### The task
Copy the lines exactly. Begin at the first line of the data and stop after the line with "340L463 113L356 102L102".

### Saved entries
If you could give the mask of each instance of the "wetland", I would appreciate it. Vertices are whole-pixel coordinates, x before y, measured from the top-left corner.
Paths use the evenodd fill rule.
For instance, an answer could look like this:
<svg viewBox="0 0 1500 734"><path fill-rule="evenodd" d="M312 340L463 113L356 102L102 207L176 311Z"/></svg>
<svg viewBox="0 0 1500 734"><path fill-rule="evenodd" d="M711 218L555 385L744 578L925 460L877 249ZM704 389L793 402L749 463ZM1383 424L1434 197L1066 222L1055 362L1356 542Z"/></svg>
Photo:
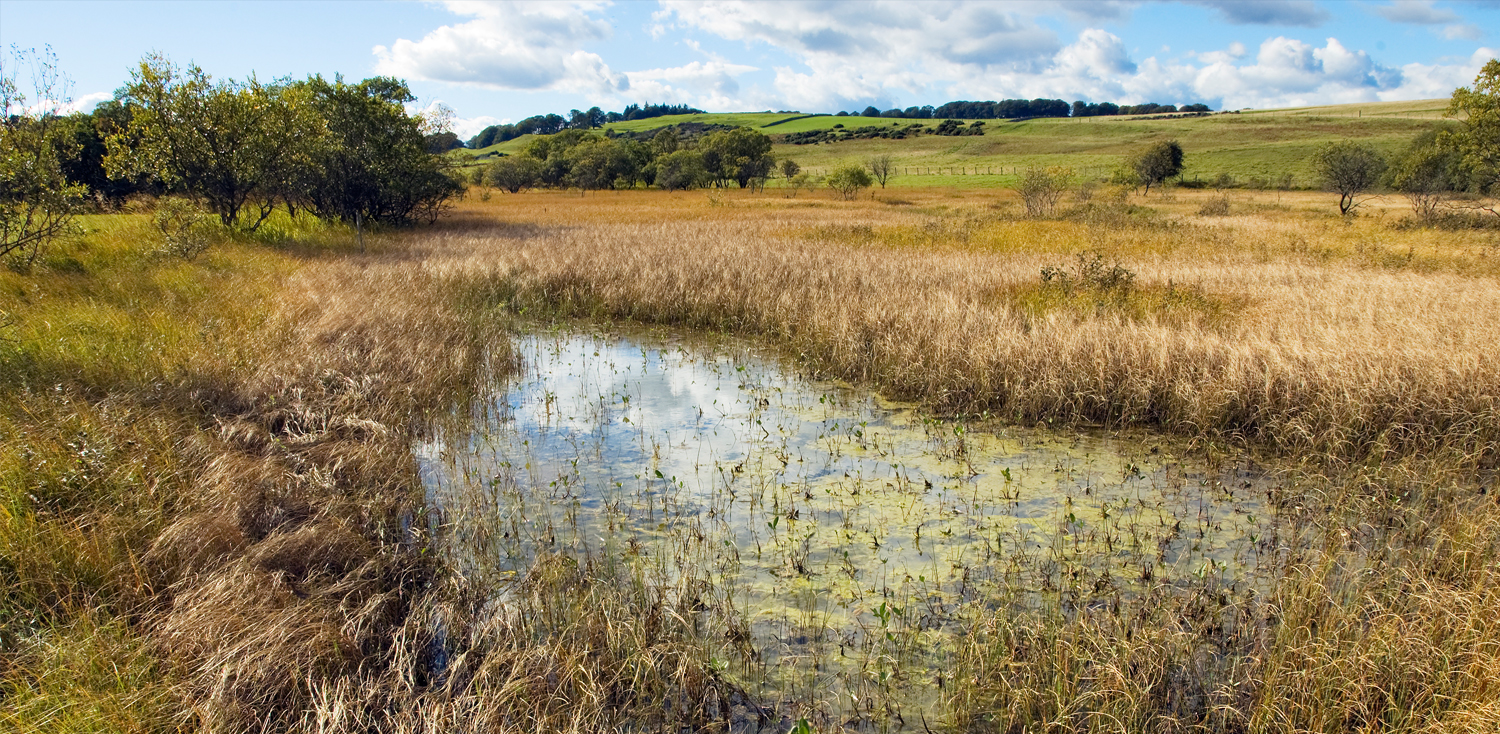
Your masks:
<svg viewBox="0 0 1500 734"><path fill-rule="evenodd" d="M986 616L1254 600L1290 554L1283 478L1243 456L936 417L693 331L512 348L520 371L416 450L454 567L502 602L545 556L672 590L713 666L799 717L937 725Z"/></svg>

### Expected answer
If you could give the mask of each instance of the "wetland", I would appreciate it. Vertices are whole-pixel coordinates, x before y, measured from the top-left corner.
Paths use the evenodd fill rule.
For instance, an answer could look like this:
<svg viewBox="0 0 1500 734"><path fill-rule="evenodd" d="M312 340L463 113L356 102L102 207L176 311Z"/></svg>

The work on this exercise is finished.